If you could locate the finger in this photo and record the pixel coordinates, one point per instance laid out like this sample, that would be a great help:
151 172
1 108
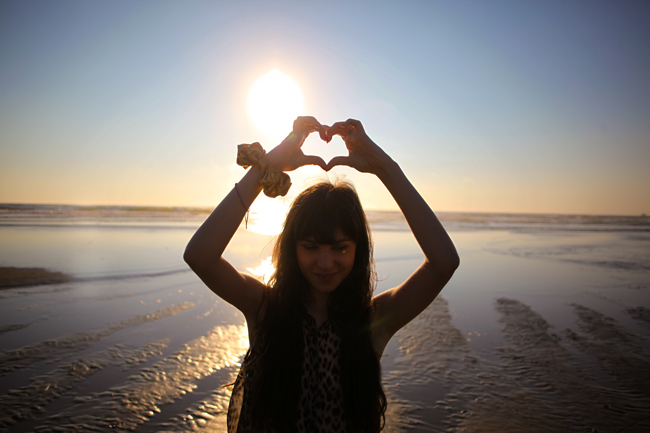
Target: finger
339 160
336 129
307 124
314 160
353 125
323 133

* YOUR TASK:
Update the lines above by replacing "finger" with "fingertip" everywhere and keeping the rest the same. Omit the pictures when you write them out.

* CORRECT RESPONSE:
If you could locate the fingertip in this photo and record the pixel coordinates, one point per instance laid out like this sample, that would be a great help:
151 172
1 108
Target: fingertip
339 160
336 129
307 124
314 160
353 125
323 133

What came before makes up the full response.